* Exercise description: Output all of the entries exactly as written.

* Region annotation items:
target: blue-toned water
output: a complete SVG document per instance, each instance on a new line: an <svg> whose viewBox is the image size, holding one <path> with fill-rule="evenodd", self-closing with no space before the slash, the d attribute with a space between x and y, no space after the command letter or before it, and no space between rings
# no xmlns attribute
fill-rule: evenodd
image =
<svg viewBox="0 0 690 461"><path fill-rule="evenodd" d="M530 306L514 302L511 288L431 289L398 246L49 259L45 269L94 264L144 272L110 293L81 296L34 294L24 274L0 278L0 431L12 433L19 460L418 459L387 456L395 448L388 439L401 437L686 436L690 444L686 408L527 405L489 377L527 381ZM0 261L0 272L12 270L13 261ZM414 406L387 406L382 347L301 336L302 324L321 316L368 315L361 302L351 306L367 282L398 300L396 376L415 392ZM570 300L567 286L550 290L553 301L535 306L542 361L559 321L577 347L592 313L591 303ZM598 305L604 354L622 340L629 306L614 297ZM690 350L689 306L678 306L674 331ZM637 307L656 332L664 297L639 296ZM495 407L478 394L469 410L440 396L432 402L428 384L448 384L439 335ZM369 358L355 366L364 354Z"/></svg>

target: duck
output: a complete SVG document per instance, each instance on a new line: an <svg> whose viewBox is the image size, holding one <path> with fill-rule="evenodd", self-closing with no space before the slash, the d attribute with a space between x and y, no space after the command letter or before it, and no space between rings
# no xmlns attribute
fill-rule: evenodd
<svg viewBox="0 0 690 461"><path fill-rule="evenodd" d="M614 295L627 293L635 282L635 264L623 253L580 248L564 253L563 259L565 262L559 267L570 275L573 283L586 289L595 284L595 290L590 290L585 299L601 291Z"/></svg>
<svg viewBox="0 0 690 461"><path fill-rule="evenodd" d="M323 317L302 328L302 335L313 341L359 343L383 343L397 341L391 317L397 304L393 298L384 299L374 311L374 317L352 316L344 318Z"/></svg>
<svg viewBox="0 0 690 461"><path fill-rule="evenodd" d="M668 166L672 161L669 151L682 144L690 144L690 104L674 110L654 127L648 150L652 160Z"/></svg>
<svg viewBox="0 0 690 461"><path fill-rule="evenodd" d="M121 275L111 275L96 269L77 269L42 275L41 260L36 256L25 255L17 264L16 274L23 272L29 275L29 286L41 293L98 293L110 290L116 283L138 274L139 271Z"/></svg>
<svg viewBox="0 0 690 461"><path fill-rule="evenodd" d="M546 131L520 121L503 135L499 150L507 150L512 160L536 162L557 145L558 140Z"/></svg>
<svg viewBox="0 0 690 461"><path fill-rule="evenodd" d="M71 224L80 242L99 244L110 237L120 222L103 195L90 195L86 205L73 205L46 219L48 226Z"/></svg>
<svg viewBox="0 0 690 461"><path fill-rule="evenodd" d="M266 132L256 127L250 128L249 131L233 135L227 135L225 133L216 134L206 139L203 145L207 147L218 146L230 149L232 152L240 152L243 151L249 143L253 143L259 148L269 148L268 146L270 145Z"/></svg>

* Reply:
target: blue-toned water
output: a complete SVG document per instance, each instance on a new line: an <svg> whose viewBox is the image size, holding one <path> with fill-rule="evenodd", self-closing with no space before the slash, the d attribute with a space between x and y, no space after the command letter or before it, and no space between rings
# no xmlns attribute
fill-rule: evenodd
image =
<svg viewBox="0 0 690 461"><path fill-rule="evenodd" d="M530 306L514 302L511 288L431 289L398 246L49 259L45 269L94 264L144 272L110 293L81 296L34 294L24 274L0 278L0 431L12 433L19 460L418 459L387 456L395 448L388 439L401 437L686 436L690 444L686 408L527 405L489 377L527 381ZM0 261L0 272L12 270L13 261ZM414 406L387 406L382 347L301 336L302 324L321 316L368 315L361 302L351 306L367 282L398 300L396 376L415 392ZM570 300L567 286L550 290L553 301L535 306L542 361L559 321L577 347L592 313L591 303ZM598 305L604 354L622 340L629 306L614 297ZM690 350L689 306L678 306L674 331ZM637 307L656 332L664 297L639 296ZM495 407L478 394L469 410L440 396L432 402L428 384L448 384L439 335ZM369 358L355 366L364 354Z"/></svg>

target: duck
output: a complete SVG document per instance, each instance on a new line: an <svg> whose viewBox is the image size, holding one <path> with fill-rule="evenodd", self-closing with no space before the slash, the d attribute with a space between x and y, no space after the command letter or before it, and no space between rings
# no xmlns attribute
fill-rule: evenodd
<svg viewBox="0 0 690 461"><path fill-rule="evenodd" d="M614 295L627 293L635 282L635 264L623 253L580 248L564 253L563 259L565 262L559 267L570 275L573 283L586 289L595 284L595 290L590 290L585 299L601 291Z"/></svg>
<svg viewBox="0 0 690 461"><path fill-rule="evenodd" d="M323 317L302 328L302 335L313 341L359 343L383 343L397 341L391 317L397 304L393 298L384 299L374 311L374 317L352 316L344 318Z"/></svg>
<svg viewBox="0 0 690 461"><path fill-rule="evenodd" d="M668 166L672 161L669 151L682 144L690 144L690 104L674 110L654 127L648 150L652 160Z"/></svg>
<svg viewBox="0 0 690 461"><path fill-rule="evenodd" d="M121 275L111 275L96 269L77 269L42 275L41 260L36 256L25 255L17 264L16 274L23 272L29 275L29 286L41 293L98 293L110 290L116 283L138 274L139 271Z"/></svg>
<svg viewBox="0 0 690 461"><path fill-rule="evenodd" d="M546 131L520 121L503 135L499 150L507 150L512 160L536 162L557 145L558 140Z"/></svg>
<svg viewBox="0 0 690 461"><path fill-rule="evenodd" d="M71 224L80 242L99 244L110 237L120 222L103 195L90 195L86 205L73 205L46 219L48 226Z"/></svg>
<svg viewBox="0 0 690 461"><path fill-rule="evenodd" d="M266 132L256 127L250 128L249 131L233 135L227 135L225 133L216 134L206 139L203 145L207 147L218 146L230 149L232 152L240 152L243 151L249 143L253 143L259 148L269 148L268 146L270 145Z"/></svg>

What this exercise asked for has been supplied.